Source extract:

____

Yom Kippur and Yizkor- A Time To Remember- A Time To Support

Good Yuntif and Gmar Chatimah Tovah- In just a few hours from now, we as a community will approach probably the most sensitive hour that Yom Kippur encompasses and that is the service known as Yizkor, our memorial service and personal prayers in memory of those who are no longer with us on this Yom Kippur. The Yizkor service for our family, friends, Jews and all of humanity around the world who have passed on to God’s heavenly Kingdom above, provides a moment for us to reflect, renew, remember and recall those who have left our company but at the same time it is we who ask God to inscribe us in the book of life so that we can continue performing God’s will on our behalf and in their memory. Yom Kippur is our day of atonement where we experience and feel what it means to be God’s angelic beings. And ultimately, tonight at 7:30, when the Shofar is sounded at the conclusion of Neilah, we suddenly are reminded that we are to return to the world that God has created for us. We return with a stronger spiritual soul and a new mission of being better people in making God’s world a healthier and more stable one.

But if it were not for those who taught us, those who came before us, those who we remember who are no longer here, we would not be where we are today on this day of atonement and on this day of spiritual reflection. I would like to share with you a beautiful story whose author is anonymous. The story reminds us of the fragility of life and at the same time reminds us how precious each and every day is to us when we wake up and when we go to sleep. The story shares with us the importance that each and every person has in the world and when someone is no longer present, the scene and the feelings transform our world tremendously. The story is entitled “Information please”.

When I was quite young, my father had one of the first telephones in our neighborhood. I remember well the polished, old case, fastened to the wall. The shiny receiver hung on the side of the box. I was too little to reach the telephone, but used to listen with fascination when my mother used to talk to it.

Then I discovered that somewhere inside the wonderful device lived an amazing person. Her name was “information please” and there was nothing she did not know. “Information please” could supply anybody’s number and the correct time.

____

(Object pointing dataset rows)
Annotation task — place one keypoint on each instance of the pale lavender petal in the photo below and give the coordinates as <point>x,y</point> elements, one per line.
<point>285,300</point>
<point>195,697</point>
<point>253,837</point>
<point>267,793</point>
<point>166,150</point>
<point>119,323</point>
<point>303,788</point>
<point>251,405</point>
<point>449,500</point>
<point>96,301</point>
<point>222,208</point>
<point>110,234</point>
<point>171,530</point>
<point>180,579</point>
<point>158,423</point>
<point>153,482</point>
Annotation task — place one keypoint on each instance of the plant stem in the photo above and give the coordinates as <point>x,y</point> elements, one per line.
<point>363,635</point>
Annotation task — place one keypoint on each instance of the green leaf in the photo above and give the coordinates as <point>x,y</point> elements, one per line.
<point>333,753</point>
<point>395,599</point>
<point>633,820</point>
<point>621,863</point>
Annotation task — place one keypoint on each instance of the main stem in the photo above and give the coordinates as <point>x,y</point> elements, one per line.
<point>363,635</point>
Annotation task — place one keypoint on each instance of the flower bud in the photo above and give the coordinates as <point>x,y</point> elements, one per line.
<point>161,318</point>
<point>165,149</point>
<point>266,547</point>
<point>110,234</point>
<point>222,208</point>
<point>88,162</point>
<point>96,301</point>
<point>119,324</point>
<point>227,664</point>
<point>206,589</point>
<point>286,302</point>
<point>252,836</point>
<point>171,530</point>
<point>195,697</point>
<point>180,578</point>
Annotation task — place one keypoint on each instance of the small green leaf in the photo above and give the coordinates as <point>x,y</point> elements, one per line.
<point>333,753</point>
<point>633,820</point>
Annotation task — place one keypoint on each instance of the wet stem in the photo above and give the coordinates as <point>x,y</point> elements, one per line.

____

Instructions:
A – Copy out word for word the lines of the listing from the line with "of the main" to the line with "<point>180,578</point>", including both of those lines.
B – Continue the Yom Kippur sermon from the point where it ends.
The listing has no connection to the Yom Kippur sermon.

Answers below:
A –
Annotation task — place one keypoint on each instance of the main stem in the photo above and give the coordinates as <point>x,y</point> elements, one per line.
<point>363,635</point>
Annotation task — place one keypoint on each instance of the flower bud in the photo above and give the coordinates as <point>x,y</point> elements, one per line.
<point>161,318</point>
<point>165,149</point>
<point>266,547</point>
<point>110,234</point>
<point>222,208</point>
<point>88,162</point>
<point>96,301</point>
<point>119,324</point>
<point>227,664</point>
<point>206,589</point>
<point>286,302</point>
<point>252,836</point>
<point>171,530</point>
<point>195,697</point>
<point>180,578</point>

B –
My first personal experience with this genie in the bottle came one day while my mother was visiting a neighbor. Amusing myself at the tool bench of the basement, I whacked my finger with a hammer. The pain was terrible, but there didn’t seem to be any reason for crying because there was no one home to give sympathy. I walked around the house sucking my throbbing finger, finally arriving at the stairway. The telephone! Quickly, I ran for the footstool in the parlor and dragged it to the landing. Climbing up, I unhooked the receiver in the parlor and held it to my ear. “Information please,” I said in to the mouthpiece just above my head. A click or two and a small voice spoke into my ear.

“Information”. “I hurt my finger…” I wailed into the phone. The tears came readily enough now that I had an audience. “Isn’t your mother home?” came the question. “Nobody’s home but me,” I blubbered.

“Are you bleeding?” the voice asked. “No” I replied. “I hit my finger with the hammer and it hurts.” “Can you open your icebox?” she asked. I said I could. “Then chip off a little piece of ice and hold it to your finger,” said the voice.

After that I called “Information please” for everything. I asked her for help with my geography and she told me where Philadelphia was. She helped me with my math. She told me that my pet chipmunk, which I had caught in the park just the day before, would eat fruit and nuts.

Then there was the time that Petey, our pet canary died. I called “information please” and told her the sad story. She listened, and then said the unusual things grown-ups say to soothe a child. But I was unconsoled. I asked her “why is it that birds should sing so beautifully, and bring joy to all families, only to end up as a heap of feathers on the bottom of a cage?” She must have sensed my deep concern, for she said quietly, “Paul, always remember that there are other worlds to sing in.”

Another day, I was on the telephone. “Information please.” “Information”, said the now familiar voice. “How do you spell fix?” I asked. All this took place in a small town in the Pacific Northwest.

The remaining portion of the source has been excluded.